[Start of Data excerpts]

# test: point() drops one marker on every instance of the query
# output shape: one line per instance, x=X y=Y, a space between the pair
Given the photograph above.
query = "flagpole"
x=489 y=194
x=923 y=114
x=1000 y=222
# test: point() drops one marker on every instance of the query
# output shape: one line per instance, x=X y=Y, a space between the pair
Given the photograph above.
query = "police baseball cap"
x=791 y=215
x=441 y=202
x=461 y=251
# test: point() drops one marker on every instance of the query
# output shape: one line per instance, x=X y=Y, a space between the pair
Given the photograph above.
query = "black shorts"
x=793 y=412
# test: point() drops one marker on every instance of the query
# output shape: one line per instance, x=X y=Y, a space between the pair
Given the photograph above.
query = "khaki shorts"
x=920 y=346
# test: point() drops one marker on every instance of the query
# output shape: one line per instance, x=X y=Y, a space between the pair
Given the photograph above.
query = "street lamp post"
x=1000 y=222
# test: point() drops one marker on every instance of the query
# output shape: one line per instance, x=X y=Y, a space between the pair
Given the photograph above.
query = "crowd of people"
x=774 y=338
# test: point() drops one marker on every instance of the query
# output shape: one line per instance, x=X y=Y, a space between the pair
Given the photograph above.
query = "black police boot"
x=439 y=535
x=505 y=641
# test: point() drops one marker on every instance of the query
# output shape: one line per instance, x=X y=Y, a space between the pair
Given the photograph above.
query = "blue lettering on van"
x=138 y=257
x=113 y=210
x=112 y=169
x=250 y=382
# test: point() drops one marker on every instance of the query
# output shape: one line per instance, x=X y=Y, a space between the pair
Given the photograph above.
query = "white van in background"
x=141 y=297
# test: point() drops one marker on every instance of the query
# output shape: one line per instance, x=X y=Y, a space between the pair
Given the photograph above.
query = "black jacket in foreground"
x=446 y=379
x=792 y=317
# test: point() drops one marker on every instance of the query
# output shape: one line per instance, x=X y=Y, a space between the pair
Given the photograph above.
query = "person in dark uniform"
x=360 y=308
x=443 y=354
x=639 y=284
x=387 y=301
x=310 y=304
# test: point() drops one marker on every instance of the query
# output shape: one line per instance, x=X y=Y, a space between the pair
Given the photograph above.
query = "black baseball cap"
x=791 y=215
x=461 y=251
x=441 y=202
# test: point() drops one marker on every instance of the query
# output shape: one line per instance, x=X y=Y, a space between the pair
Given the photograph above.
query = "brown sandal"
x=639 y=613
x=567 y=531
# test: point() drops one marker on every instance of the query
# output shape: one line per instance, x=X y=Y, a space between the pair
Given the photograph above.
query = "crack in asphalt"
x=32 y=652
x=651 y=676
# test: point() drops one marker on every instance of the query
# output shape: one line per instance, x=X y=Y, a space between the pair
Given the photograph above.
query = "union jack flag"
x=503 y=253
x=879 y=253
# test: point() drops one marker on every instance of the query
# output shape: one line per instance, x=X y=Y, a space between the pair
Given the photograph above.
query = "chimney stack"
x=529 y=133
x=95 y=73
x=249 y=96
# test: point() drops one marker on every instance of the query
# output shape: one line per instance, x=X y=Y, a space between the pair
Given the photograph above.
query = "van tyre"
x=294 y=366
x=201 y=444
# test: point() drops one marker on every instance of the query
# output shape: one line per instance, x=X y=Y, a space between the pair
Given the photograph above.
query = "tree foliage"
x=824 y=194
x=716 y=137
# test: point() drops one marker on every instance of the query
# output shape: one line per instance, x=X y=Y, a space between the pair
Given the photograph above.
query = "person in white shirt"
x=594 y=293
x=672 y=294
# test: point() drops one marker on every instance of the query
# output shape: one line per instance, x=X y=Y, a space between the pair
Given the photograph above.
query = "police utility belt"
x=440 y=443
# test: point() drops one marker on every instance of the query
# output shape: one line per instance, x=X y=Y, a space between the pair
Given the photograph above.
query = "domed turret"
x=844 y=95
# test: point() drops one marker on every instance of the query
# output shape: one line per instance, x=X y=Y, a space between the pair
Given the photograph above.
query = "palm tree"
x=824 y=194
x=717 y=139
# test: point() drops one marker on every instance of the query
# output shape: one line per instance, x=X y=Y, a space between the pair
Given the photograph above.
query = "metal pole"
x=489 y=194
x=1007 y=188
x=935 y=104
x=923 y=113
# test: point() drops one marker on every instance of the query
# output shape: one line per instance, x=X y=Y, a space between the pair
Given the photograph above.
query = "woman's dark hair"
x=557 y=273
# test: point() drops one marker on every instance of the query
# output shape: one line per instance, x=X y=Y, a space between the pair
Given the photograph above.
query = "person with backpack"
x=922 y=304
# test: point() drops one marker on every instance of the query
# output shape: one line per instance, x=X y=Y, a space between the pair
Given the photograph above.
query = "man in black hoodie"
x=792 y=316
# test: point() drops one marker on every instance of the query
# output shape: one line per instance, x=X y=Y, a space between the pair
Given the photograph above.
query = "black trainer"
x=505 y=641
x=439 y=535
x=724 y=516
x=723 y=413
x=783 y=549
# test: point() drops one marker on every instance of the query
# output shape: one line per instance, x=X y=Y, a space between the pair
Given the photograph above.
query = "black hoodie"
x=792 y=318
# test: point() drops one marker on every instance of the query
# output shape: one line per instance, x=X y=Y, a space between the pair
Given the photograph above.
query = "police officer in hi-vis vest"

[End of Data excerpts]

▸ Task to carry out: Set out every line of the records above as a numbered list, omitting any blank lines.

▸ Response below:
1. # test: point() drops one marker on every instance of the query
2. # output shape: one line per instance, x=X y=Y, a space between the pair
3. Given the photograph above.
4. query = "flagpole"
5. x=489 y=194
6. x=923 y=114
7. x=1000 y=222
8. # test: point() drops one marker on every instance of the query
9. # output shape: one line per instance, x=X y=Y, a space between the pair
10. Given the photograph above.
11. query = "police baseball cap"
12. x=791 y=215
13. x=441 y=202
14. x=461 y=251
15. # test: point() drops one marker on every instance of the query
16. # output shape: one line per instance, x=X y=Y, a space between the pair
17. Given the photograph above.
18. query = "black shorts"
19. x=793 y=412
20. # test: point() drops one marker on every instance of the query
21. # output shape: one line per instance, x=X y=Y, a space between the pair
22. Given the photograph above.
23. query = "khaki shorts"
24. x=920 y=346
25. # test: point() drops one marker on every instance of the query
26. # output shape: one line per instance, x=X y=Y, a space between the pair
27. Given the photograph above.
28. query = "street lamp post"
29. x=1000 y=222
30. # test: point() drops one marker on every instance of the query
31. # output shape: one line per instance, x=X y=Y, a space between the pair
32. Given the photograph above.
33. query = "crowd of people"
34. x=774 y=338
35. # test: point() drops one marker on every instance of the query
36. # output shape: one line per instance, x=X y=Y, a space between the pair
37. Given the photograph above.
38. query = "black police boot"
39. x=439 y=535
40. x=505 y=641
41. # test: point() drops one marker on every instance of the query
42. # output shape: one line per instance, x=X y=Y, a space between the pair
43. Given the photograph above.
44. query = "blue lettering on van"
45. x=138 y=257
46. x=113 y=210
47. x=112 y=169
48. x=250 y=382
49. # test: point() drops one marker on every instance of the query
50. # output shape: one line per instance, x=X y=Y, a space between the pair
51. Given the photograph above.
52. query = "white van in background"
53. x=141 y=297
54. # test: point() drops one marker on every instance of the query
55. # output shape: one line per instance, x=X y=Y, a space between the pair
56. Given the photograph above.
57. query = "black jacket in foreground"
58. x=446 y=379
59. x=792 y=317
60. # test: point() drops one marker on every instance of the query
61. # output shape: one line per instance, x=X y=Y, a space between the pair
62. Given the photograph above.
63. query = "person in dark uniform"
64. x=360 y=308
65. x=443 y=354
66. x=639 y=284
67. x=387 y=301
68. x=310 y=304
69. # test: point() drops one marker on every instance of the query
70. # output shape: one line per instance, x=X y=Y, a space between the pair
71. Given the photograph above.
72. query = "black baseball cap"
73. x=791 y=215
74. x=461 y=251
75. x=441 y=202
76. # test: point() drops one marker on every instance of the query
77. # output shape: one line per instance, x=X y=Y, a space between the pair
78. Given the photograph above.
79. query = "brown sandal"
80. x=639 y=613
81. x=567 y=531
82. # test: point() drops one marker on every instance of the query
83. # output shape: one line per instance, x=X y=Y, a space between the pair
84. Given the photograph above.
85. query = "crack in asphalt"
86. x=32 y=652
87. x=651 y=676
88. # test: point() drops one marker on every instance of the query
89. # output shape: one line per instance, x=X y=Y, a space between the pair
90. Given the photograph above.
91. query = "union jack flag"
92. x=503 y=253
93. x=879 y=253
94. # test: point() drops one marker on every instance of the query
95. # output shape: one line per instance, x=X y=Y, a space between the pair
96. Given the photograph above.
97. query = "chimney stack"
98. x=529 y=133
99. x=95 y=73
100. x=249 y=96
101. # test: point() drops one marker on every instance of the query
102. # output shape: one line per instance, x=X y=Y, a space between the pair
103. Given the photograph above.
104. query = "van tyre"
105. x=294 y=366
106. x=201 y=444
107. # test: point() drops one marker on every instance of the query
108. # output shape: one line per instance, x=X y=Y, a space between the pair
109. Given the photograph above.
110. query = "tree foliage"
111. x=824 y=194
112. x=716 y=137
113. # test: point() drops one marker on every instance of the query
114. # output shape: one line per instance, x=X y=Y, a space between the pair
115. Given the photograph above.
116. query = "person in white shirt"
117. x=594 y=293
118. x=672 y=294
119. # test: point() drops one marker on every instance of the query
120. # output shape: one line per instance, x=X y=Y, a space between the pair
121. Given the photograph above.
122. query = "police utility belt"
123. x=440 y=443
124. # test: point() drops one marker on every instance of the query
125. # output shape: one line per instance, x=X y=Y, a space between the pair
126. Given the photograph above.
127. query = "domed turret"
128. x=844 y=95
129. # test: point() drops one marker on every instance of the query
130. # output shape: one line per instance, x=X y=Y, a space between the pair
131. Given the photograph above.
132. query = "palm tree"
133. x=824 y=194
134. x=717 y=139
135. # test: point() drops one marker on every instance of the query
136. # output shape: one line per instance, x=X y=Y, a space between the pair
137. Given the photograph above.
138. query = "metal pole"
139. x=489 y=194
140. x=1007 y=188
141. x=935 y=104
142. x=923 y=113
143. # test: point() drops one marker on every instance of the query
144. # output shape: one line per instance, x=X y=Y, a space between the pair
145. Given the photograph above.
146. query = "woman's dark hair"
147. x=557 y=273
148. # test: point() drops one marker on every instance of the query
149. # output shape: one line per instance, x=X y=Y, a space between the pair
150. Given the photograph above.
151. query = "person with backpack"
152. x=922 y=304
153. # test: point() drops one marker on every instance of the query
154. # output shape: one line per instance, x=X y=Y, a space between the pair
155. Given the photograph above.
156. query = "man in black hoodie"
157. x=792 y=316
158. # test: point() drops one marker on every instance of the query
159. # output shape: one line per instance, x=X y=Y, a space between the pair
160. Given the photograph above.
161. query = "black trainer"
162. x=505 y=641
163. x=439 y=535
164. x=724 y=516
165. x=723 y=413
166. x=783 y=549
167. # test: point() drops one marker on every instance of the query
168. # output shape: one line per instance, x=X y=Y, a space between the pair
169. Given the photograph above.
170. query = "black hoodie"
171. x=792 y=318
172. # test: point() drops one marker on every instance of the query
173. # output shape: one line per instance, x=X y=Y, a space between the pair
174. Given the photograph above.
175. query = "police officer in hi-vis vest"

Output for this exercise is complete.